* _Prompt_: A precise reproduction of every record below is needed, minus the pictures.

(Photo-based referring expression data)
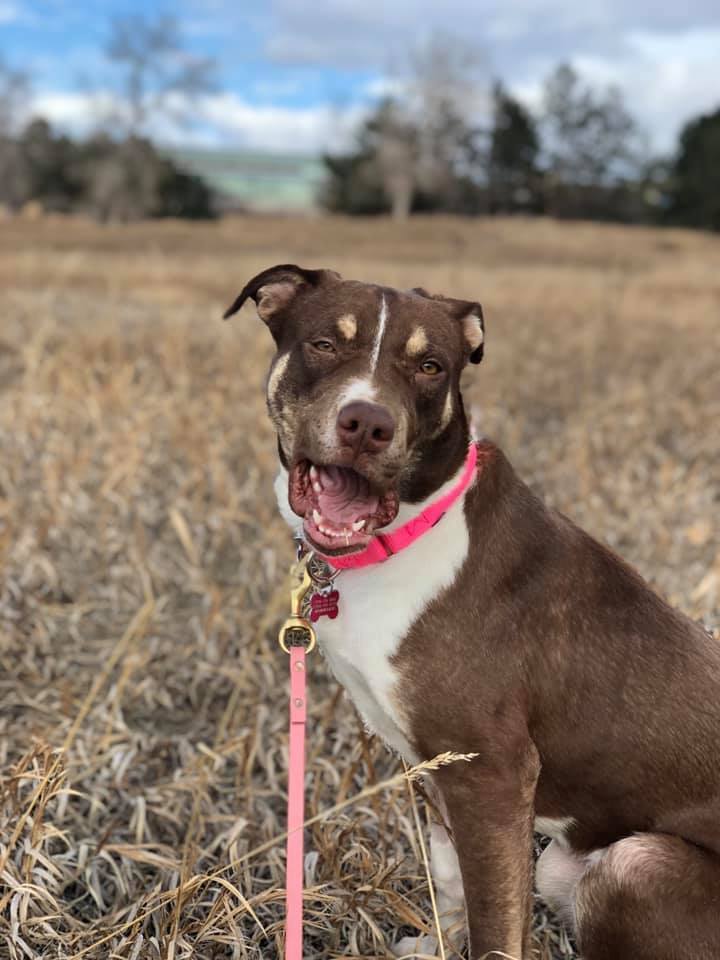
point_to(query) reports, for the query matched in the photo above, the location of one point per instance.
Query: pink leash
(297, 638)
(296, 806)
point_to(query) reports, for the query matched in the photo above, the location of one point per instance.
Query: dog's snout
(365, 427)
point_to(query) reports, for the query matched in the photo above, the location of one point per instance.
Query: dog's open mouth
(340, 509)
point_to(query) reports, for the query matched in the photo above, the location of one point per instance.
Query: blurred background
(125, 110)
(558, 162)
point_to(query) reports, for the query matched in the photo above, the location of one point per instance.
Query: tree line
(117, 173)
(581, 154)
(578, 154)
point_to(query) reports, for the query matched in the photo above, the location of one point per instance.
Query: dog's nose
(365, 427)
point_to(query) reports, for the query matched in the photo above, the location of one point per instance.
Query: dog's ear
(274, 288)
(470, 316)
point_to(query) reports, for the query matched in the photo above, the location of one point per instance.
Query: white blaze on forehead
(417, 342)
(379, 334)
(347, 325)
(276, 375)
(447, 411)
(472, 328)
(359, 388)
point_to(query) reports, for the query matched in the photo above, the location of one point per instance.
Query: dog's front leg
(491, 810)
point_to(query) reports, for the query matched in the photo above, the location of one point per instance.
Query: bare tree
(428, 139)
(158, 75)
(14, 98)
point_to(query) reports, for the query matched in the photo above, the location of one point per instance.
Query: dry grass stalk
(143, 741)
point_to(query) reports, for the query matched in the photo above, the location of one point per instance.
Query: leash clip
(296, 630)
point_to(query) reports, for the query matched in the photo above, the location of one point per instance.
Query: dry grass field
(143, 747)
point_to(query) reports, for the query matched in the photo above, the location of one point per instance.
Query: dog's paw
(414, 948)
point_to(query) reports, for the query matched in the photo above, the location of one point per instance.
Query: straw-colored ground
(143, 740)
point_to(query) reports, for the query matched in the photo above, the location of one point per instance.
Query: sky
(297, 76)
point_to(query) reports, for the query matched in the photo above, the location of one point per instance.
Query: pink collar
(386, 545)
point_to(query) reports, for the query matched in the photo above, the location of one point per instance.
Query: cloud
(662, 56)
(219, 120)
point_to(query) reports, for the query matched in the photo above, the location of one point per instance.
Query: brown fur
(585, 695)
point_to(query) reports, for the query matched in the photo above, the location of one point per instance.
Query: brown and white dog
(504, 630)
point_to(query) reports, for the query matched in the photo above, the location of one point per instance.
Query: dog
(474, 619)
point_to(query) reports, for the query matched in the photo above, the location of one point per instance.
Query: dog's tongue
(345, 495)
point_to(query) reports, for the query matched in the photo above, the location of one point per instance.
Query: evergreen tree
(695, 191)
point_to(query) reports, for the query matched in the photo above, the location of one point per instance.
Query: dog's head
(364, 393)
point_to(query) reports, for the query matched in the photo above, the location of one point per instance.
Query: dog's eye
(430, 368)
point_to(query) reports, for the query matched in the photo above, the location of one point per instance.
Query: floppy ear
(274, 288)
(470, 316)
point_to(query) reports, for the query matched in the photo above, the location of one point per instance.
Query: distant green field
(256, 181)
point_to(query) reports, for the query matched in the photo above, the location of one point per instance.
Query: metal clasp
(296, 630)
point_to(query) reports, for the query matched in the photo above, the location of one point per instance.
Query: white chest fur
(378, 605)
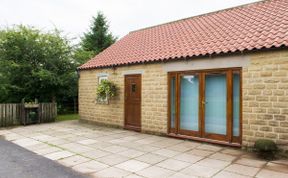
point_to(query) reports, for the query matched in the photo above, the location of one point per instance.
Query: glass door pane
(189, 99)
(215, 103)
(236, 103)
(172, 101)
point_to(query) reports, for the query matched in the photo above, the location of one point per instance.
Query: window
(100, 79)
(206, 104)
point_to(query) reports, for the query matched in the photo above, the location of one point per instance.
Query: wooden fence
(12, 114)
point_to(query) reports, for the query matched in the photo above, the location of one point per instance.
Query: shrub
(106, 90)
(265, 148)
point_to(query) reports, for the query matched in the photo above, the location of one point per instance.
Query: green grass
(66, 117)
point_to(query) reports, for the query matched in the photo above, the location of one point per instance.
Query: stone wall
(264, 91)
(154, 97)
(265, 98)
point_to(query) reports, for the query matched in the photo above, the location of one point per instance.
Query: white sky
(74, 16)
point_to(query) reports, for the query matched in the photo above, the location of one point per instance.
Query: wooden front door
(133, 102)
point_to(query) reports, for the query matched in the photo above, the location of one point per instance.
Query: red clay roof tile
(253, 26)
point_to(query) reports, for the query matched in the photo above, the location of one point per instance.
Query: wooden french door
(206, 104)
(133, 102)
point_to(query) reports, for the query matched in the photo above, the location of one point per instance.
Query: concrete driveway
(109, 152)
(18, 162)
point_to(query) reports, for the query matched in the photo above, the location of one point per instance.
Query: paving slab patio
(109, 152)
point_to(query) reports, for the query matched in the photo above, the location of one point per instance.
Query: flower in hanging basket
(106, 90)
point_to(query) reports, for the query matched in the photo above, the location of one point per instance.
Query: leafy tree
(98, 37)
(34, 64)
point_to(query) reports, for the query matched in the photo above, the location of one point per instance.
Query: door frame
(129, 127)
(215, 138)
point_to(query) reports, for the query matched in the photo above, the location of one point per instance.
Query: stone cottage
(220, 77)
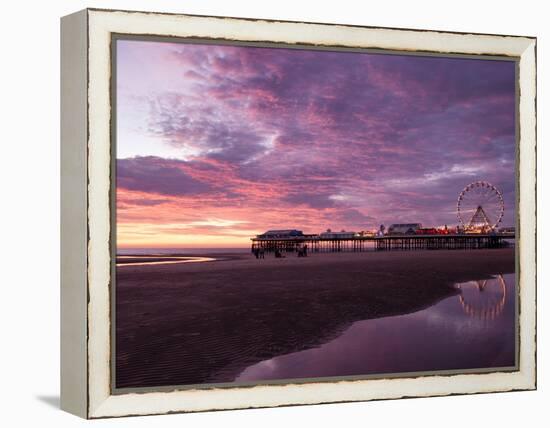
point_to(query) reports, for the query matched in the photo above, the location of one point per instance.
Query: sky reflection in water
(475, 329)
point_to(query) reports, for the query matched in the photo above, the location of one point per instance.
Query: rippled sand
(195, 323)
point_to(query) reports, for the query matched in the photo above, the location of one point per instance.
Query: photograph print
(289, 214)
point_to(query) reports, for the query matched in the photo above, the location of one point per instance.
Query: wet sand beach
(195, 323)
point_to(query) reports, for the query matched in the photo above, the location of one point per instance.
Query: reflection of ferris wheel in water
(480, 207)
(485, 300)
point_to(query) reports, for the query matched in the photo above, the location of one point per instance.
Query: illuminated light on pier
(321, 243)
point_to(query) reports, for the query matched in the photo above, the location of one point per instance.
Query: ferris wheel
(480, 207)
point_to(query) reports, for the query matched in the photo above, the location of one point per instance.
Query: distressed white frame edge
(100, 26)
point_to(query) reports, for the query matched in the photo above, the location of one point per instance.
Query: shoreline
(198, 323)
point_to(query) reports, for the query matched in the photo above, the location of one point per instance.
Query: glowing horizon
(216, 144)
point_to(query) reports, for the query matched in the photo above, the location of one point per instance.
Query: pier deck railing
(318, 244)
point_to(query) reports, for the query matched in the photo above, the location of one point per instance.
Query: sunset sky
(216, 144)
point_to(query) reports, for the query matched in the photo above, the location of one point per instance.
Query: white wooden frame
(85, 318)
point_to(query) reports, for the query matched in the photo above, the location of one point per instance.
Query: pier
(318, 244)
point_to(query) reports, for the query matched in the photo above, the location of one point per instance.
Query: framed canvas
(262, 213)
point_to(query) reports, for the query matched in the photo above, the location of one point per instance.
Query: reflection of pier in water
(485, 309)
(318, 244)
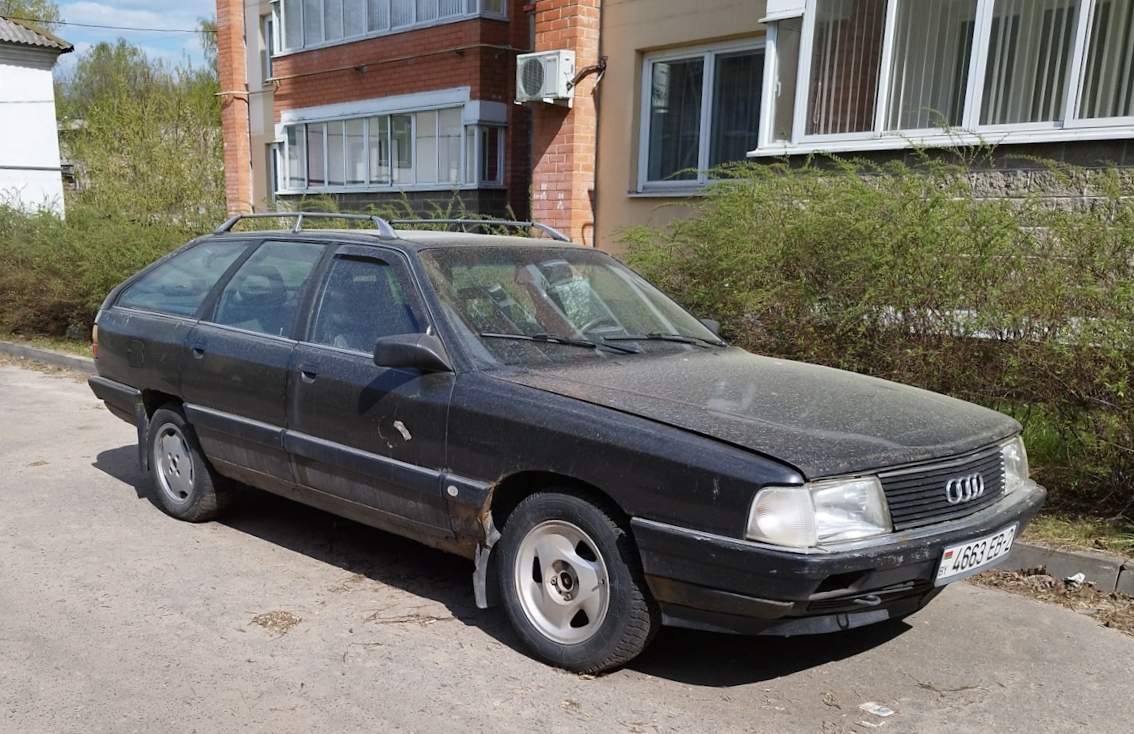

* _Solution below_:
point_to(query) reports, for the query matched in the photo above, the location of one point per instance.
Query: pink leash
(297, 638)
(296, 806)
point_to(query) reports, for the query matched in the photo above, the location of one point per instance.
Query: dog's snout
(365, 427)
point_to(query) reports, for the query matched in the photo above, the location of one point per instance.
Query: dog's open mouth
(340, 509)
point_to(query) reports, for the query matched in the photo above, the location of one point per instance.
Query: blurred background
(125, 110)
(558, 162)
point_to(query) reports, for the query matched in the photo above, the location of one point per instance.
Query: tree line
(117, 173)
(581, 154)
(578, 154)
point_to(query) reports, for the query matched in the photo above, the location of one point per instance.
Query: dog's nose
(365, 427)
point_to(query) reports, for the query matched in the photo above, the location of one point per instance.
Query: dog's ear
(274, 288)
(470, 316)
point_to(query) reports, for the query matched in the photo above, the location of one point per instance.
Query: white blaze on forehead
(417, 342)
(379, 334)
(347, 325)
(276, 375)
(447, 411)
(472, 328)
(359, 388)
point_to(query) reports, for the query matched in the photo above, the location of one point per instance.
Query: dog's front leg
(491, 810)
point_to(query) reports, for the query matched in the photo above, the location of one point per instance.
Query: bare tree
(428, 139)
(158, 75)
(14, 98)
point_to(query) reports, for the query matched in the photo above, the location of one point per instance.
Query: dry grass stalk
(143, 741)
point_to(query) reports, for the query matched in the photo above, the location of one point per instance.
Query: leash clip
(296, 630)
point_to(query) reports, for the query matched in the photo above, the location of one point per instance.
Query: dry grass field
(143, 747)
point_to(query) reports, for the query matched in the photo above, the location of one point per instance.
Query: dog's paw
(414, 948)
point_to(query) reports, for the query matched in the photo above, the location of one point per instance.
Query: straw-colored ground
(143, 740)
point_to(query) reports, for the query matched in the photo above, the location of one point per instance.
Query: sky
(297, 76)
point_to(query) reports, for the query matched in the photo above, the location of one point per instance.
Query: pink collar
(386, 545)
point_to(query) reports, for the query matched in the photo above, the location of one point per instance.
Query: cloud
(662, 56)
(219, 120)
point_to(query) reports, for the query matched in the photo above, the location of one point per instance.
Query: brown fur
(585, 695)
point_to(query) reports, for the query matched in the photo above, the location of one point per instance.
Query: brown and white dog
(504, 630)
point_to(query) reports, for the query matched in the photo above, the location of one point per instance.
Query: dog
(474, 619)
point_to(query) reports, for the query matched in the photo above, the location of one point per instance.
Query: dog's tongue
(345, 495)
point_to(query) reports, for the query matched in the photo above, the location of one point per instance.
Query: evergreen tree
(695, 191)
point_to(query) reports, for the query matched in the photo above, the location of one point per instance.
Query: dog's head
(364, 393)
point_to(query) reports, for the query matched in the photo above, the location of one point per instance.
Query: dog's eye
(430, 368)
point_to(query) reports, for the query matched in the photo above, the location of one point per instance.
Query: floppy ear
(274, 288)
(470, 316)
point_to(query) reports, for the query matched in the photo above, the location of one point per instance.
Query: distant green field
(256, 181)
point_to(query) reports, for the query matched in the photo above, the location of one point per instance.
Query: metal clasp
(296, 630)
point_to(query) reports, for the query matched in the photo above, the location of one point per instance.
Query: white chest fur
(378, 605)
point_to(query) reports, for the query matched in the photo above, the location of one point per instance.
Query: glass door pane
(189, 99)
(215, 103)
(236, 103)
(172, 101)
point_to(query) reports, for the query matched in the photo above, the location of one point per instance.
Query: window
(100, 79)
(206, 104)
point_to(query) reports, for the query matched in the photo above, the location of one point per instance.
Query: wooden fence
(12, 114)
point_to(query) reports, for the query matched in the photo above, the location of one point per instance.
Query: shrub
(106, 90)
(265, 148)
point_to(query) reports, for the query matched in the photo above, the location of one point per instance.
Query: green grass
(66, 117)
point_to(query) reports, for the query matched in the photo above, the location of one point per instance.
Query: stone wall
(264, 91)
(154, 97)
(265, 98)
point_to(query) reports, for the query matched in the photo above, the location of one point per instance.
Query: white sky
(74, 16)
point_to(query) reports, for the query matched in the photo above, the location of one point per instance.
Query: wooden front door
(133, 102)
point_to(query) reports, for the query matched in the photo above, the location of one point per instance.
Query: red clay roof tile
(253, 26)
point_to(query) reports, for the query matched in the photo above, the location of one point per instance.
Query: wooden french door
(206, 104)
(133, 102)
point_to(query) reports, for the query matched in the photo above, the location of one point per instance.
Query: concrete driveway
(109, 152)
(18, 162)
point_to(query) reports, for the query matched in the photo above, the location of one point per instance.
Query: paving slab patio
(109, 152)
point_to(query) reports, for the query matched in the photo above, the location of one point per instance.
Query: flower in hanging basket
(106, 90)
point_to(query) reports, for the query matched in the photo above, the location of one point per instance.
Query: leafy tree
(98, 37)
(34, 64)
point_to(query) reports, for the query matched in the photo above, the location of one point per instance.
Query: door frame
(129, 127)
(215, 138)
point_to(query) reports, for the query matched in the photo above, the location of one point per instance.
Query: stone cottage
(220, 77)
point_to(query) reports, for the query matched in the photo above, the location of one point per instance.
Query: sky reflection in water
(475, 329)
point_to(query) reports, for the query matched in the photo above, the location of one point per instance.
Query: rippled sand
(195, 323)
point_to(query) reports, for the query matched in the photo above, the location of one point per instance.
Query: photograph print
(289, 214)
point_to(query) reports, for the query matched in the photo above, the location of one point per instance.
Query: wet sand beach
(195, 323)
point_to(query) reports, for the query matched in the photo above, the location of one point per instance.
Query: reflection of ferris wheel in water
(480, 207)
(485, 300)
point_to(query) reports, for the query matched in the photo above, the location of one point per instance.
Query: illuminated light on pier
(321, 243)
point_to(query) reports, for the query matched in the photo above, the location of one point per instance.
Query: ferris wheel
(480, 207)
point_to(query) reports, for the query matched in the photo above, the location of one point per instance.
Query: distressed white frame edge
(100, 26)
point_to(query) reports, for the query matched in the photo above, the location of one point per instance.
Query: shoreline
(198, 323)
point_to(query) reports, for the query matched in the photo above, the location of one point per instance.
Query: glowing horizon
(216, 144)
point_to(query) reports, for the query matched in the photo above, the location of one point per instance.
Query: pier deck railing
(318, 244)
point_to(query) reports, for the query matched in the photo above, the location of one point per instance.
Query: sunset sky
(216, 144)
point_to(query) reports, for the query matched in the photo above, the location of one point per instance.
Query: white wooden frame
(85, 318)
point_to(query) reports, for the query matched in the photo above, the location of one point per instance.
Query: pier
(318, 244)
point_to(query) reports, for the query matched in the photo above, the location of one point per instance.
Query: framed canvas
(262, 213)
point_to(query) reports, for the query matched in the photo above, the location of one point per instance.
Query: reflection of pier in water
(485, 309)
(318, 244)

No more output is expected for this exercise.